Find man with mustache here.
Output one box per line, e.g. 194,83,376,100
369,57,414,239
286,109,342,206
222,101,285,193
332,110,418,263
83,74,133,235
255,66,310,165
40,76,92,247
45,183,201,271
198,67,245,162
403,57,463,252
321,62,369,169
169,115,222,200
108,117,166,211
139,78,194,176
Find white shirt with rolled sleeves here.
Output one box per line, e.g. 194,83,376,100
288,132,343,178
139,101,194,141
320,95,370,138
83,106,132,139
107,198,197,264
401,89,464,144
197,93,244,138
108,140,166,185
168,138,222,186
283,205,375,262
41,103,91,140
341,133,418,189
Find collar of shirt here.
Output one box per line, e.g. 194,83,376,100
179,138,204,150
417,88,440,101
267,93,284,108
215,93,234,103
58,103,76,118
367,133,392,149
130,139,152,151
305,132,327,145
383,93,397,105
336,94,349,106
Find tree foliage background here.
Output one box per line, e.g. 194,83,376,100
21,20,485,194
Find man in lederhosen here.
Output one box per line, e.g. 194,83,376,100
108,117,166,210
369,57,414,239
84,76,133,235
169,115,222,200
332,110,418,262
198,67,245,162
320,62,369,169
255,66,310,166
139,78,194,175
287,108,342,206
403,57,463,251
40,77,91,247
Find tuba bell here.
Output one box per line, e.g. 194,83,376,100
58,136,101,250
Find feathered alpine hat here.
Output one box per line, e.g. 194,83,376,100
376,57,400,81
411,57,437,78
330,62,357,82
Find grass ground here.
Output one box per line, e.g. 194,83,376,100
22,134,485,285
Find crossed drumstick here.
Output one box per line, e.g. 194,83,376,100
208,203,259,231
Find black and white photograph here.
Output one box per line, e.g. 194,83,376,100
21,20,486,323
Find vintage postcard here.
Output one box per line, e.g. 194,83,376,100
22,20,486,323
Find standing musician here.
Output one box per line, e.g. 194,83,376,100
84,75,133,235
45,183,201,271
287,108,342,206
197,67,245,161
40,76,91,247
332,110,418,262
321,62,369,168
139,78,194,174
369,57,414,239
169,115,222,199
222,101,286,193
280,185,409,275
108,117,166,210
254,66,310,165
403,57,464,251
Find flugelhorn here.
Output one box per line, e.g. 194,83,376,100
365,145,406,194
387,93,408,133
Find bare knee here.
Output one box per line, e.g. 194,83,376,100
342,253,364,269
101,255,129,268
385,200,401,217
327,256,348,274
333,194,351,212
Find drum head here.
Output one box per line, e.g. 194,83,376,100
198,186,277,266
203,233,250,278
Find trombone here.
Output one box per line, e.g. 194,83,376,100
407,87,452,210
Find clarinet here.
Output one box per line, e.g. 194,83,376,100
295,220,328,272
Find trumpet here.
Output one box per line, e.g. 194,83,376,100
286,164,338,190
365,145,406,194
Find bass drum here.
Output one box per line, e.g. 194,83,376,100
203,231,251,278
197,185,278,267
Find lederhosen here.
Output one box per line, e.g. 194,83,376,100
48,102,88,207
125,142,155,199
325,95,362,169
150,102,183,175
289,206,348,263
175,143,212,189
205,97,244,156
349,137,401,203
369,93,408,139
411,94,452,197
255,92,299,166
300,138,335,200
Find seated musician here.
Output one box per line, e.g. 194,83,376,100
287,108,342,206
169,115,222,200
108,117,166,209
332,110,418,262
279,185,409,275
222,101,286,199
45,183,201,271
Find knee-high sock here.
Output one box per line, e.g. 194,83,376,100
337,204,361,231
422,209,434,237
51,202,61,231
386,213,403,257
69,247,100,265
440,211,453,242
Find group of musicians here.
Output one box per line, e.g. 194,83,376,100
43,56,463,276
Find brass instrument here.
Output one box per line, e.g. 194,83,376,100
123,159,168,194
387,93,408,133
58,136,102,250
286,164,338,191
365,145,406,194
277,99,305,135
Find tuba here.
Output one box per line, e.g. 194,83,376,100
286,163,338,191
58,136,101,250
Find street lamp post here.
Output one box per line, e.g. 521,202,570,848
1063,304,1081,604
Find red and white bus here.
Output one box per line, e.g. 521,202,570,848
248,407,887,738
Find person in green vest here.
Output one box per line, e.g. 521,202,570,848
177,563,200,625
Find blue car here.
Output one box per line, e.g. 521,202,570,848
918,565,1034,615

**PROBLEM TO SOLVE:** A faithful, complete copy of the entries above is required.

**OUTPUT:**
Find man with mustache here.
Output one box per line, e.g. 194,83,376,100
369,57,414,239
286,109,342,206
222,101,285,193
332,110,418,263
83,74,133,235
255,66,310,165
40,76,92,247
45,183,201,271
198,67,245,162
403,57,463,252
321,62,369,169
169,115,222,200
108,117,166,211
139,78,194,176
Find white shirt with rolled sleeves here.
Output one box per line, e.g. 194,83,376,100
288,132,343,178
139,101,194,141
320,95,370,138
83,106,132,139
107,198,197,264
401,89,464,144
197,93,244,138
108,140,166,185
168,138,222,186
283,205,375,262
41,103,91,140
341,133,418,189
Find collar of shirt here.
Output one box per line, e.g. 194,83,376,100
179,138,204,150
417,88,440,101
267,93,284,108
215,93,234,103
58,103,76,118
367,133,392,149
130,139,152,151
305,132,327,145
383,93,397,105
336,94,349,106
Find tree foliage background here.
Output one box per line, e.g. 194,83,376,100
21,20,485,194
Find man in lederhosen here.
Output one box per line, e.g. 194,83,376,100
108,117,166,210
369,57,414,239
84,76,133,235
169,115,222,200
332,110,418,262
198,67,245,162
320,62,369,169
255,66,310,166
139,78,194,175
287,108,342,206
403,57,463,251
40,77,91,247
Find tuba bell here.
Output one box per line, e.g. 194,83,376,100
58,136,101,250
Find feathered alpine hat here.
Output one box per line, e.g. 194,83,376,100
376,57,400,81
411,57,437,78
330,62,357,82
Find grass ground here.
Output one box per line, e.g. 194,83,376,100
22,134,485,285
Find crossed drumstick here.
Output one box per line, e.g. 194,83,376,100
208,203,259,231
Find black and white photograph here.
Output one box per line, e.g. 194,83,376,100
21,20,486,323
Find vintage postcard here.
Output one box per line, e.g. 194,83,376,100
22,20,486,323
Find standing musician here.
Output one box per line, e.g. 194,83,376,100
84,75,133,235
45,183,201,271
287,108,342,206
197,67,245,161
40,76,91,247
332,110,418,262
321,62,369,168
139,78,194,174
369,57,414,239
169,115,222,199
222,101,286,193
280,185,409,275
108,117,166,210
254,66,310,165
403,57,464,251
Find flugelhorn here.
Output one box per line, e.g. 194,83,376,100
365,145,406,194
387,93,408,133
Find bare knee here.
Output one box per line, e.g. 194,83,376,100
342,253,364,269
101,255,129,268
385,200,401,217
327,256,348,274
333,194,351,212
Find drum head here.
Output one box per line, e.g. 194,83,376,100
198,186,277,266
203,233,250,278
Find trombone here.
Output one box per line, e.g. 194,83,376,100
407,87,452,210
Find clarinet here.
Output one box per line, e.g. 194,83,376,100
295,220,328,272
Find trumpet here.
Output one box per line, e.g. 194,83,376,100
286,164,338,190
365,145,406,194
Find bass drum here.
Output one box per line, e.g. 194,83,376,100
203,231,251,278
197,185,278,267
Find lederhosen here.
Output one box per line, e.g. 194,83,376,100
48,102,88,207
125,142,155,199
325,95,362,169
150,102,183,175
289,206,348,263
175,143,212,189
205,97,244,156
349,137,401,203
369,93,408,139
411,94,452,197
255,92,299,166
300,138,335,200
Find seated musician here.
Output one box per line, e.g. 194,83,376,100
287,108,342,206
169,115,222,200
108,117,166,209
332,110,418,262
279,185,409,275
222,101,286,199
45,183,201,271
Find knee-high sock here.
Output one box per line, e.g. 194,83,376,100
337,204,361,231
422,209,434,237
51,202,61,231
386,213,403,257
69,247,100,265
440,211,453,242
Find group of musicians here.
Output one box per line, e.g. 194,83,376,100
43,56,463,276
Find brass instrument here.
Output one box per line, e.g. 194,83,376,100
123,159,168,194
387,93,408,133
58,136,102,250
286,164,338,191
365,145,406,194
277,99,305,135
Find tuba here.
Output one box per line, e.g. 194,83,376,100
286,163,338,191
58,136,101,250
Find street lamp post here.
Output one box per line, e.g. 521,202,570,848
1063,304,1081,604
Find red and white bus here.
Output one box per line, e.g. 521,202,570,848
248,407,887,738
Find person in green vest here.
Output one box per line, e.g. 521,202,570,848
177,563,200,625
Find blue car here.
Output one box per line, e.g. 521,202,570,848
918,565,1034,615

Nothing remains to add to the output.